GOAL OF THE EXERCISE:
Shift every answer coordinate in the material below by adding 62 to each x and y value. Then write out all of the material again with that change, leaving out the pictures.

MATERIAL FOR THIS TASK:
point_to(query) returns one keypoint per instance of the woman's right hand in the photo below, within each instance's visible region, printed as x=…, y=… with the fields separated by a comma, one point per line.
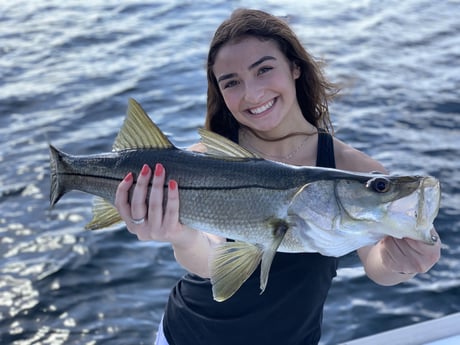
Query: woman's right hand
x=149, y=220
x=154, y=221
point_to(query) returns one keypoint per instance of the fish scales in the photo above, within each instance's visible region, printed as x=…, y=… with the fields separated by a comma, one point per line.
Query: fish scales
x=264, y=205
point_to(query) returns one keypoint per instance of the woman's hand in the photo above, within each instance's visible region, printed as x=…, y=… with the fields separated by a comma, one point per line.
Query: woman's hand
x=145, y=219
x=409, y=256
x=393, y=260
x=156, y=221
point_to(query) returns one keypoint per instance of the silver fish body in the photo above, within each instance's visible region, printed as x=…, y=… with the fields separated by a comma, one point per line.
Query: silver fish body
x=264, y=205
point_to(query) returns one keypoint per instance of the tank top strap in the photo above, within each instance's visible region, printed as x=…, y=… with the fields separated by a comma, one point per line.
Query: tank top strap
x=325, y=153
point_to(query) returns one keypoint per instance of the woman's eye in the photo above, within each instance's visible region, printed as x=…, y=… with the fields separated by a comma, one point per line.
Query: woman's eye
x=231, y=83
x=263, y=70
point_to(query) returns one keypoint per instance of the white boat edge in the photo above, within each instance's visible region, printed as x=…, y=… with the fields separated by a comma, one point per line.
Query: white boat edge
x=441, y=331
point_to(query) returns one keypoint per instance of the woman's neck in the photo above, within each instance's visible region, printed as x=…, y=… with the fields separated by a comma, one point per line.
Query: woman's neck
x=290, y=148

ANSWER IN FULL:
point_to(query) returns one keypoint per instance of the woman's right hand in the photo below, within each instance's visible region, printed as x=…, y=… with the fields separated by a comma, one point per line.
Query: woman's right hand
x=211, y=282
x=216, y=283
point_to(query) returns one keypoint per instance of the fish scales in the photo above, within each instance's visible region, printed as x=…, y=… with the fields separated by a comma, one point per line.
Query: fish scales
x=326, y=267
point_to(query) returns one keypoint per instance of the woman's hand in the photo above, within each instance's visible region, printed as x=…, y=… with the fields separated by a comma, one point per line.
Query: woman's hand
x=207, y=281
x=471, y=318
x=455, y=322
x=218, y=283
point_to(query) returns one keypoint per instance of the silver fish body in the photo above, within each instance's visible region, printed as x=…, y=… with the fields separated by a comma, one point per line.
Query: silver fish body
x=326, y=267
point_to(query) returns one keypoint per instance of the tank top strap in the photo above, within each instance's visible region, printed as x=…, y=… with the fields separated by a comma, one point per line.
Query: tank top strap
x=387, y=215
point_to(query) returns one keypoint per instance of the woman's eye in the photo above, within each instance's visible region, printed as x=…, y=… with the fields separated by a comma, one point per line.
Query: woman's eye
x=293, y=145
x=325, y=132
point_to(query) returns one keypoint per instance of the white boat edge in the photo above, within each instance's visible region, printed as x=…, y=… with the fields separated by a comma, one point per line.
Query: white boat edge
x=503, y=393
point_to(query) returns one keypoint per instance of the woman's neck in the photo above, within each instance's visible region, printed as x=…, y=… with the fields separated by a comma, one point per line.
Query: woman's neck
x=352, y=210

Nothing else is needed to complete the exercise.